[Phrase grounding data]

+ + + +

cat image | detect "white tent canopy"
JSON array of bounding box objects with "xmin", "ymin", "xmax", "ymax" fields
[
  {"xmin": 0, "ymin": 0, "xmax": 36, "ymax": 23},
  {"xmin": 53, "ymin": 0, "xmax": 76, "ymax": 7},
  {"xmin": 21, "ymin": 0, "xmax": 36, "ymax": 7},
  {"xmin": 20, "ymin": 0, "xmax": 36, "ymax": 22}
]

+ + + +

Copy out all of the lines above exactly.

cat image | detect "white tent canopy"
JSON array of bounding box objects with "xmin", "ymin", "xmax", "ymax" fields
[
  {"xmin": 0, "ymin": 0, "xmax": 36, "ymax": 23},
  {"xmin": 53, "ymin": 0, "xmax": 76, "ymax": 7},
  {"xmin": 21, "ymin": 0, "xmax": 36, "ymax": 7},
  {"xmin": 20, "ymin": 0, "xmax": 36, "ymax": 22}
]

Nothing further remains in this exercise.